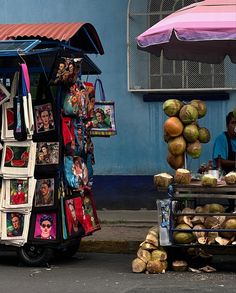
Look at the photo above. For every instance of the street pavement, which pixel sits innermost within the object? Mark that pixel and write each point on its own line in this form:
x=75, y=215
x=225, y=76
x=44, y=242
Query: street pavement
x=121, y=231
x=106, y=273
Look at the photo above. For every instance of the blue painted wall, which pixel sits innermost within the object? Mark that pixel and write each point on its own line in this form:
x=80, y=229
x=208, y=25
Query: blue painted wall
x=138, y=149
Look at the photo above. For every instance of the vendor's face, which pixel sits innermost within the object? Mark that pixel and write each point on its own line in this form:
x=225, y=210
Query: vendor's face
x=46, y=228
x=16, y=223
x=44, y=189
x=232, y=128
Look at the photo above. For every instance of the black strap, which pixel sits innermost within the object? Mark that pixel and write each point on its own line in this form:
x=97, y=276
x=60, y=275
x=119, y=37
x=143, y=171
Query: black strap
x=231, y=153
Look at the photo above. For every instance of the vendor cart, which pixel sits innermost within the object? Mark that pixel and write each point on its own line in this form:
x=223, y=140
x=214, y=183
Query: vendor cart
x=198, y=213
x=37, y=48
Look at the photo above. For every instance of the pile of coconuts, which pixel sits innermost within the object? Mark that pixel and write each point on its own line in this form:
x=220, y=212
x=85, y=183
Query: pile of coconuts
x=182, y=131
x=150, y=258
x=209, y=216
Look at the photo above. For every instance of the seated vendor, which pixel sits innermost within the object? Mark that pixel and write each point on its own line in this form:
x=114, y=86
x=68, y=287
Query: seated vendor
x=224, y=150
x=225, y=145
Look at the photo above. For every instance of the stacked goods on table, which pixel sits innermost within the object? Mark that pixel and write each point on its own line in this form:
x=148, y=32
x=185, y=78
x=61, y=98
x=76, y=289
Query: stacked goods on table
x=182, y=131
x=183, y=176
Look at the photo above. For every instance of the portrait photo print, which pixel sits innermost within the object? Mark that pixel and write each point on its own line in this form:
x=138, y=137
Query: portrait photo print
x=45, y=226
x=15, y=225
x=44, y=192
x=47, y=153
x=18, y=158
x=44, y=120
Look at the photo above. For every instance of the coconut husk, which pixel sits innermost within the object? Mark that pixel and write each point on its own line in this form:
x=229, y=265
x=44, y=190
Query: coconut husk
x=187, y=211
x=198, y=220
x=147, y=246
x=203, y=254
x=230, y=178
x=158, y=254
x=222, y=241
x=138, y=265
x=207, y=269
x=163, y=179
x=211, y=222
x=182, y=176
x=202, y=240
x=208, y=180
x=216, y=208
x=156, y=266
x=144, y=255
x=199, y=210
x=185, y=220
x=199, y=234
x=152, y=238
x=211, y=236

■ ■ ■

▶ _WRITTEN TASK_:
Please reproduce verbatim every line from the one containing "Look at the photo above. For every instance of the stacked" through the end of the listing, both ends included.

▶ _EXERCISE RESPONSE_:
Look at the photo above. For every instance of the stacked goods on table, which pixel sits innermost within the object? Mark that pixel and write each point on its own line in this form:
x=148, y=32
x=185, y=78
x=61, y=98
x=76, y=289
Query: stacked goods on table
x=182, y=131
x=183, y=176
Look at the photo above. For every instance of the portrait photo print, which pixel sits innermost within the object? Mark that pixel and write each point on its own line in this form:
x=138, y=137
Query: portrait photo print
x=45, y=226
x=15, y=225
x=44, y=192
x=47, y=153
x=18, y=158
x=44, y=120
Look at the photo above. For every instance of the coconut husk, which pixel sits innermost within the object? Mark that pixel and write each point on its own line in this form:
x=229, y=265
x=44, y=190
Query: coconut husk
x=187, y=211
x=198, y=220
x=147, y=246
x=203, y=254
x=230, y=178
x=158, y=254
x=222, y=241
x=138, y=265
x=207, y=269
x=163, y=179
x=211, y=222
x=182, y=176
x=202, y=240
x=208, y=180
x=216, y=208
x=156, y=266
x=144, y=255
x=199, y=210
x=185, y=220
x=199, y=234
x=152, y=238
x=211, y=236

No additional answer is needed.